__Work to complete__.
Print out the records precisely, keeping each line identical to its source.

__Records shown__.
▶
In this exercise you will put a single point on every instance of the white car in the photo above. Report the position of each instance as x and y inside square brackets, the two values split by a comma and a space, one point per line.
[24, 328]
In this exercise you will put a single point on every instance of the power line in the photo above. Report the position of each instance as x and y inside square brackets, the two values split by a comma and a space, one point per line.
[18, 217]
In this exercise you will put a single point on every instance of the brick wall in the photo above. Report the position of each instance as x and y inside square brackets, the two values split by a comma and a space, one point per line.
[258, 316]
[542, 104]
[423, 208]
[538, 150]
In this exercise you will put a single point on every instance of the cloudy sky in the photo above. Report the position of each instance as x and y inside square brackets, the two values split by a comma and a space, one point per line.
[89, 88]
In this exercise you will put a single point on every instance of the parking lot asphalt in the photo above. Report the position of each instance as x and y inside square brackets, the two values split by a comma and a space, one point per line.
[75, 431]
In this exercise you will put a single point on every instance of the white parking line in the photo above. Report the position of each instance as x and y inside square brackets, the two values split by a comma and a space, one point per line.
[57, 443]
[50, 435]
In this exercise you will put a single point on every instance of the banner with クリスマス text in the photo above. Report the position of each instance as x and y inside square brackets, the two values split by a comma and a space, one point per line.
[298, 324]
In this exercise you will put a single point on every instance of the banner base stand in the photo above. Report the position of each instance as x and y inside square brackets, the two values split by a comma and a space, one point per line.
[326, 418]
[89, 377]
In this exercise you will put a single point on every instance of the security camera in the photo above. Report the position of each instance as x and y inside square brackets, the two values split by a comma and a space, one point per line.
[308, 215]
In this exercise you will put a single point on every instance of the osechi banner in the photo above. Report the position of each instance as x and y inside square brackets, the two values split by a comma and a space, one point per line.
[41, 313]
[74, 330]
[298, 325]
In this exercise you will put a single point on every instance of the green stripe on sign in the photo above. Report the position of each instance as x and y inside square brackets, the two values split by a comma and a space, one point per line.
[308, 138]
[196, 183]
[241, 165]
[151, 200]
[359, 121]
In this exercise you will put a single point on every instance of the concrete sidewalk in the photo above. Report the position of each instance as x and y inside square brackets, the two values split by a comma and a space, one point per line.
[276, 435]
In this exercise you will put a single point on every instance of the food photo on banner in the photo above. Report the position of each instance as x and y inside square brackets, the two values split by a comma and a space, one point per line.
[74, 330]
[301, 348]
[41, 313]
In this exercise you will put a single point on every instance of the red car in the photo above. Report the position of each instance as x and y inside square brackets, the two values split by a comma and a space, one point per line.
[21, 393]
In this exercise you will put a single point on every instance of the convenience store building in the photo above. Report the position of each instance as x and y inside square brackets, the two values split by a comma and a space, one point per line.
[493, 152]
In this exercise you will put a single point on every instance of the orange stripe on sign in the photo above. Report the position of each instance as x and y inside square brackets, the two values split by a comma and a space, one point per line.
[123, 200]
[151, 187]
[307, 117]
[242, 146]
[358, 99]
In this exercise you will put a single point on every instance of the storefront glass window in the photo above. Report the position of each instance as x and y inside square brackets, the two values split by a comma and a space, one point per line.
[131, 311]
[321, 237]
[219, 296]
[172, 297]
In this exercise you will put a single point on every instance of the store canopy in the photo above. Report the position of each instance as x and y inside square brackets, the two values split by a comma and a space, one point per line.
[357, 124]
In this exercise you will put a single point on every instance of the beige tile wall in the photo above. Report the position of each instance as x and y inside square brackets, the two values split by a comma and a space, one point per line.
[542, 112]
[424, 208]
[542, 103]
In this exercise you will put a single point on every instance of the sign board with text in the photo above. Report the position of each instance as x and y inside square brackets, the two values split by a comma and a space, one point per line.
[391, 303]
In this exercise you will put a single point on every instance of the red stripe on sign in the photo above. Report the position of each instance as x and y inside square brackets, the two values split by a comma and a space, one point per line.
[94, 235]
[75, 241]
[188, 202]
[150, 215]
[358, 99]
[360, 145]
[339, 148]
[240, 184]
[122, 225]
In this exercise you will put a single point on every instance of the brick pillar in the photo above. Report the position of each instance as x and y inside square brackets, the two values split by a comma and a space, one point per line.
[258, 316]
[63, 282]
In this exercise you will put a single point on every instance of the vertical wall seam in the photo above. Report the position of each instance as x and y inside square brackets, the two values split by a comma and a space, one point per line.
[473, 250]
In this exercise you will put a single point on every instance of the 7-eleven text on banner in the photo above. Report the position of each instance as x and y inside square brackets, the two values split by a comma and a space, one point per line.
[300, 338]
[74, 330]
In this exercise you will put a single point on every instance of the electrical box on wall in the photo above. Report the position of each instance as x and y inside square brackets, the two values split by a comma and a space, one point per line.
◀
__Final answer__.
In this exercise you will put a single point on every instance of the white car in the photo above. Report the position of each instance as x and y inside square brackets, the two values split by a comma and a space, one point per line.
[24, 328]
In this exercise you will put a single point on every instance of the power line in the photo above. Report the position of each instance as x and y inside square brackets, the two values split by a comma and a space, one point per line.
[18, 217]
In this exercise you will put a single point on every instance of the brick wall in the photo above. Report the position of each instance as x and y inside square brackets, the two values split by a comma and a space, one point per line.
[258, 316]
[542, 104]
[423, 208]
[538, 150]
In this exercise you will put a single point on every instance of the cloudy sky in the photo above. Report the position of each instance as x and y inside square brackets, the two values split by a comma and a space, one point per line.
[89, 88]
In this exercise you will put a single point on every instance of the parking lot asphalt in the photo above. Report the position of each instance as x and y inside square brackets, the two values split by a comma and a space, one point per line.
[75, 431]
In this exercise you will put a single point on every instance of the white parking line in the photo above. Report the position of each instance as x and y inside square brackets, the two values split by a comma and a space, one point per line.
[57, 443]
[50, 435]
In this exercise you will put a single point on every instance of the banner with クリスマス text in the photo above. Report the position of each instance as x and y inside square brackets, the two values split by a comma and a space, one point per line.
[298, 324]
In this exercise you will put a single point on every instance of the banner base stand in the photo above. Report the position of each instance as x and y inside square brackets, the two values split by a comma and a space, one point per line.
[326, 418]
[89, 377]
In this exercise you will put a single point on every instance of the security camera in the photo above. Report the position of each instance as x and y inside square brackets, the two values split by a comma and a space, one point per line.
[308, 215]
In this exercise you will put a single point on every instance of the osechi banner in the photo above. Report the position of each instance as x and y inside square brackets, the two values split by a comma and a space, one point per line.
[41, 313]
[74, 330]
[298, 325]
In this exercise you will put a single point on every instance of the green stripe on sign in the photo above. Report the position of each instance as x and y inside square brackets, the two values split by a comma and a space, one point per line.
[308, 138]
[196, 183]
[241, 165]
[151, 200]
[359, 121]
In this exercise you will put a single point on every instance of the concrete sidewalk in the photo above. Report the position of each instance as x and y inside square brackets, the two values split by a comma and a space, one point per line.
[276, 435]
In this exercise you will put a single point on every instance of the food photo on banner in the photo above. Report the position of each instance as x and y inside square brackets, the two values split by a comma and a space, one point per line.
[74, 330]
[301, 348]
[41, 313]
In this exercise you will put a single point on every instance of the red car in the photo above. Report the position of each instance as x and y inside square brackets, the two values split by a comma and a space, one point per line.
[21, 393]
In this exercise you will put a single point on every instance of the convenience store building in the photo above. Report the position of each instance as x and y inside square brackets, the two values split by a comma and a space, one point per line.
[493, 152]
In this exercise you will put a single point on every instance of the orange stripe on sign in the photo above. Report the position of each instance as x and y inside square brackets, the two values split by a comma and a space, one point per line.
[123, 200]
[151, 187]
[307, 117]
[242, 146]
[358, 99]
In this exercise you will put a single point on every instance of the storefront glass window in the photo above. Report the position of each instance as x and y inside square brackets, the two values split by a comma and a space, one point per line.
[131, 311]
[321, 237]
[219, 296]
[172, 297]
In this exercise you will put a single point on every instance of the store canopy in the photo above. Report the position of each instance as x and y inside square brackets, the two values split by a comma and a space, one point per line.
[357, 124]
In this exercise you will put a single point on every instance of the beige tile wall in the photo above. Report the position of each instance as x and y inside square brackets, the two values split by a comma and a space, one point per line.
[542, 112]
[424, 208]
[542, 103]
In this exercise you will put a single point on every instance of the sign board with text in the photo above. Report the position of each instance as x and y inside square brackets, the two values split by a comma and a space, one point per line.
[391, 303]
In this exercise you will put a single point on every instance of the red stripe on sign in the photo above. Report the position of each instance as x and y inside square brackets, the two values split by a comma and a space, one point per line.
[94, 235]
[75, 241]
[188, 202]
[150, 215]
[358, 99]
[360, 145]
[339, 148]
[240, 184]
[122, 225]
In this exercise you will put a single point on every instance of the brick pillar in the photo above. Report the position of each instance as x and y inside square brackets, the two values split by a comma and a space, one point per line.
[258, 316]
[63, 282]
In this exercise you will put a single point on every instance of the vertical wall seam in the photo above. Report the position of each instance as x and y inside square brackets, the two values split by a comma and a space, one point per line.
[473, 250]
In this exercise you will put a single point on every instance of the 7-eleven text on banner in the photo above. Report the position of each instance as x and y inside square brackets, the two values split by a comma and a space, one point per line.
[300, 338]
[74, 330]
In this exercise you will put a single point on every instance of the electrical box on wall in the photo above. Report the position of each instance as x and y inside square brackets, the two values split by a comma and a space, one point per line.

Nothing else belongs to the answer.